====== Texto fornecido

Mas, como Beiner escreve, no geral “os paralelos entre Nietzsche e Heidegger são, de fato, impressionantes”. Em particular, eles partilhavam o mesmo diagnóstico: uma visão da modernidade onde a experiência tornou-se rasa e banal pela sufocante hegemonia da metafísica Platônica e Cristã, do racionalismo, e do universalismo.
Para Heidegger, como para Nietzsche, a modernidade é cega ante a nossa mais básica existência como fazedores mais do que como sabedores. E, como Nietzsche, Heidegger pensa que o resultado é excesso de confiança e falta de confiança ao mesmo tempo. Somos pouco confiantes nas pressuposições que tomamos como dadas que nos permitem navegar o mundo no dia-a-dia — nós as sujeitamos à crítica racionalista; presumimos que elas ficam entre nós e uma compreensão precisa do mundo, quando elas são, na verdade, a única forma que o mundo nos é “revelado”.
O resultado é um excesso de confiança no entendimento do mundo produto de nossa reflexão racional, e uma fé arrogante em nossa habilidade de planejar e controlar tudo e qualquer coisa. Heidegger preferiria que respondêssemos às avarias em nossa habilidade prática entrando em uma experiência mais “autêntica” de nossa limitação e “enraizamento”, nos maravilhando com o incompreensível mistério do “Ser” — o mistério de que o nosso mundo é.
A grande aspiração de Heidegger por como alcançar a recuperação do enraizamento espiritual na Alemanha foi, é claro, o movimento nazista. O potencial da liderança Nazista de guiar os alemães de volta ao lar do Ser foi o que Heidegger chamou de “verdade interna e grandeza” do nazismo. Beiner sintetiza a imensa quantidade de evidências que vieram à luz sobre o quão fiel era Heidegger ao partido Nazista, sua admiração pessoal por Hitler, e, a contragosto da insistência de uma geração de apologistas, seu profundo antissemitismo.
A análise de Beiner deixa claro, de uma maneira que antigos críticos nem sempre tiveram sucesso em fazer, a lógica do antissemitismo de Heidegger. A carapuça serve. Não é apenas uma questão de reavaliar “aspectos” da filosofia de Heidegger, ou entrar em conflito a respeito da “ética” em apreciar a obra de uma pessoa realmente terrível. Beiner mostrar que toda a filosofia de Heidegger brotou de uma história, uma história sobre cosmopolitismo desenraizado orquestrando perturbadores desenvolvimentos políticos na União Soviética e Estados Unidos, e alienando o Volk [povo] alemão de sua experiência autêntica. Por que sempre foi difícil vê-lo pelo que realmente era?

============

▶ _Tarefa A_: Reproduza fielmente o trecho do texto sobre Heidegger e Nietzsche que vai de "A análise de" a "que realmente era?".

====== Entradas fornecidas

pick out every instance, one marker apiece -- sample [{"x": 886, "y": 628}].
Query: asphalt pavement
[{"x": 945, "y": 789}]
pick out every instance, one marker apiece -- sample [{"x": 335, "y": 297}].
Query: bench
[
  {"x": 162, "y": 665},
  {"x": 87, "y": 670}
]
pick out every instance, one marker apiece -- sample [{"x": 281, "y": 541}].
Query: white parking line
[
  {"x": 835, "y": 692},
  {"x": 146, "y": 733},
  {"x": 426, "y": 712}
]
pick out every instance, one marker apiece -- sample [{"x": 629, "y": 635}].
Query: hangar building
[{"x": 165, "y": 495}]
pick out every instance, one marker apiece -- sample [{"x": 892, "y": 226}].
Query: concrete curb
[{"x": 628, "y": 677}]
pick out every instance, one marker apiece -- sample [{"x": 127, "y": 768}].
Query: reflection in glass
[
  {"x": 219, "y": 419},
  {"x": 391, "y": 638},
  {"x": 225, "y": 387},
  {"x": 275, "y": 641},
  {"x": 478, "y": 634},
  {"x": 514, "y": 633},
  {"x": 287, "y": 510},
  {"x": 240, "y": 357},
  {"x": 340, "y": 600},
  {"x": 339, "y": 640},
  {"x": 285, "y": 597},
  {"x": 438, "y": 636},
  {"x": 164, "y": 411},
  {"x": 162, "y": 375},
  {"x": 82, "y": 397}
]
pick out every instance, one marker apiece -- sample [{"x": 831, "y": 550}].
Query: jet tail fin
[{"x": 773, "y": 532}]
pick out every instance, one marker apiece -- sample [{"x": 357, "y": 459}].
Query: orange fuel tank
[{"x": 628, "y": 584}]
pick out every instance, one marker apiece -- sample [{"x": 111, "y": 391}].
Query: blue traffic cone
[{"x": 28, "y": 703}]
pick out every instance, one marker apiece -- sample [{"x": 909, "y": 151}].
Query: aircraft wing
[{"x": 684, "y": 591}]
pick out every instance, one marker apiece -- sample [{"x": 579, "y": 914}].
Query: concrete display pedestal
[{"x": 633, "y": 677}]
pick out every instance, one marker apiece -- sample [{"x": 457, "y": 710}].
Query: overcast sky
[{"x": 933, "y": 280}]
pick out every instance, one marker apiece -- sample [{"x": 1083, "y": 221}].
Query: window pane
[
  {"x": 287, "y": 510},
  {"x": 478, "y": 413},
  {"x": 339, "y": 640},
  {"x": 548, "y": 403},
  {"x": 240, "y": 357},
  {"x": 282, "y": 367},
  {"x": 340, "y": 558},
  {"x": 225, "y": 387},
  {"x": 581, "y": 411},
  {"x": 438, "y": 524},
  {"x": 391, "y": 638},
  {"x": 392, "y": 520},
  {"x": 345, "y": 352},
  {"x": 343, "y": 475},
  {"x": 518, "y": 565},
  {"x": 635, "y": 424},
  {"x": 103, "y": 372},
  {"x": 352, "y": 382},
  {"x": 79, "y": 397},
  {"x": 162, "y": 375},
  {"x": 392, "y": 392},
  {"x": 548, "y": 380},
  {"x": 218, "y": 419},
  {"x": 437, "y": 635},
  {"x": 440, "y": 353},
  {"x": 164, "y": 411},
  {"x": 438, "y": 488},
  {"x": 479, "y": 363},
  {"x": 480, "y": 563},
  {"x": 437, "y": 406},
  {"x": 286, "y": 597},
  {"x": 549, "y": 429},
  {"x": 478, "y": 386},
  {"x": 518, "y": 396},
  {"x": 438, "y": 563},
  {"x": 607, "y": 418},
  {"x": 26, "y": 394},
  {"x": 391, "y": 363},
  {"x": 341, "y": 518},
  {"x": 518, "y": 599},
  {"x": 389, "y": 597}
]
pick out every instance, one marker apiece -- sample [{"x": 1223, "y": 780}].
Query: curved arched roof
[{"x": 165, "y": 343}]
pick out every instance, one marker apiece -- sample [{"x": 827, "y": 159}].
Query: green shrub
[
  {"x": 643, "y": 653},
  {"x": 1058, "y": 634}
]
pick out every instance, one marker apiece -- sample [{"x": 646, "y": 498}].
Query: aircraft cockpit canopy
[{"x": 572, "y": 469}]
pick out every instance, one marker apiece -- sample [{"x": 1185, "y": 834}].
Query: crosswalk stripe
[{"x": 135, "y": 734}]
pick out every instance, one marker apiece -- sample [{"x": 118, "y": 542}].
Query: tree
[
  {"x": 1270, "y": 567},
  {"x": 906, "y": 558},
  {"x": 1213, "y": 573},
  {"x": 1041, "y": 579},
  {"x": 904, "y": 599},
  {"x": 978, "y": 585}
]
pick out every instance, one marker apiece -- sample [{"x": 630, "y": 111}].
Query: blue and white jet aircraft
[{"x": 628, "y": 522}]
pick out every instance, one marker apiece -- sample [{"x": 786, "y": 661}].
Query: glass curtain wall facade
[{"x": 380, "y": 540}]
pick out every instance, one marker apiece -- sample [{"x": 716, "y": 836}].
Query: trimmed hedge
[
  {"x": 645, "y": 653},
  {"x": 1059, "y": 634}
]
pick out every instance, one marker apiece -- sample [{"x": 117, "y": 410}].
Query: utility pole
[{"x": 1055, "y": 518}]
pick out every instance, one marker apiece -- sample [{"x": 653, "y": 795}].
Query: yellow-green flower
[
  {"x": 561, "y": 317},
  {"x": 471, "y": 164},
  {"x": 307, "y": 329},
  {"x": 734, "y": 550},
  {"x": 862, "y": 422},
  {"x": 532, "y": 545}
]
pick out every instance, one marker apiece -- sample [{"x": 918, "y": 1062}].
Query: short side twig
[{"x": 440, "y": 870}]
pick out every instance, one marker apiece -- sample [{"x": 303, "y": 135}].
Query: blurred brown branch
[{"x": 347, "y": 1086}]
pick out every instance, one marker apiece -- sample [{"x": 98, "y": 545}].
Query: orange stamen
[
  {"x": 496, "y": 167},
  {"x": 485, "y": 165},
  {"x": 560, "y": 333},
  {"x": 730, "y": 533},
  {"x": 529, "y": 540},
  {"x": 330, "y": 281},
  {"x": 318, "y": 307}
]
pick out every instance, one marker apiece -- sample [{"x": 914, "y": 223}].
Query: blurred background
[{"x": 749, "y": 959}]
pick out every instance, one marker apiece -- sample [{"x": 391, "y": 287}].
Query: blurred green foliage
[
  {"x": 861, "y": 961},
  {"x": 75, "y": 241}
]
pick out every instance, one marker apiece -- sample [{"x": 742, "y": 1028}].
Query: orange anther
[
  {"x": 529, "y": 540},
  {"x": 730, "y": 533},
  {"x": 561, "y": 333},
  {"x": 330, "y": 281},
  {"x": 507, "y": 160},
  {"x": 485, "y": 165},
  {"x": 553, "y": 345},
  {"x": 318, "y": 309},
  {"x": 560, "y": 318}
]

============

▶ _Tarefa B_: Informe somente quantas linhas das entradas contêm a palavra "white", considerando a distinção entre maiúsculas e minúsculas.

▶ _Resposta A_:
A análise de Beiner deixa claro, de uma maneira que antigos críticos nem sempre tiveram sucesso em fazer, a lógica do antissemitismo de Heidegger. A carapuça serve. Não é apenas uma questão de reavaliar “aspectos” da filosofia de Heidegger, ou entrar em conflito a respeito da “ética” em apreciar a obra de uma pessoa realmente terrível. Beiner mostrar que toda a filosofia de Heidegger brotou de uma história, uma história sobre cosmopolitismo desenraizado orquestrando perturbadores desenvolvimentos políticos na União Soviética e Estados Unidos, e alienando o Volk [povo] alemão de sua experiência autêntica. Por que sempre foi difícil vê-lo pelo que realmente era?

▶ _Resposta B_: 2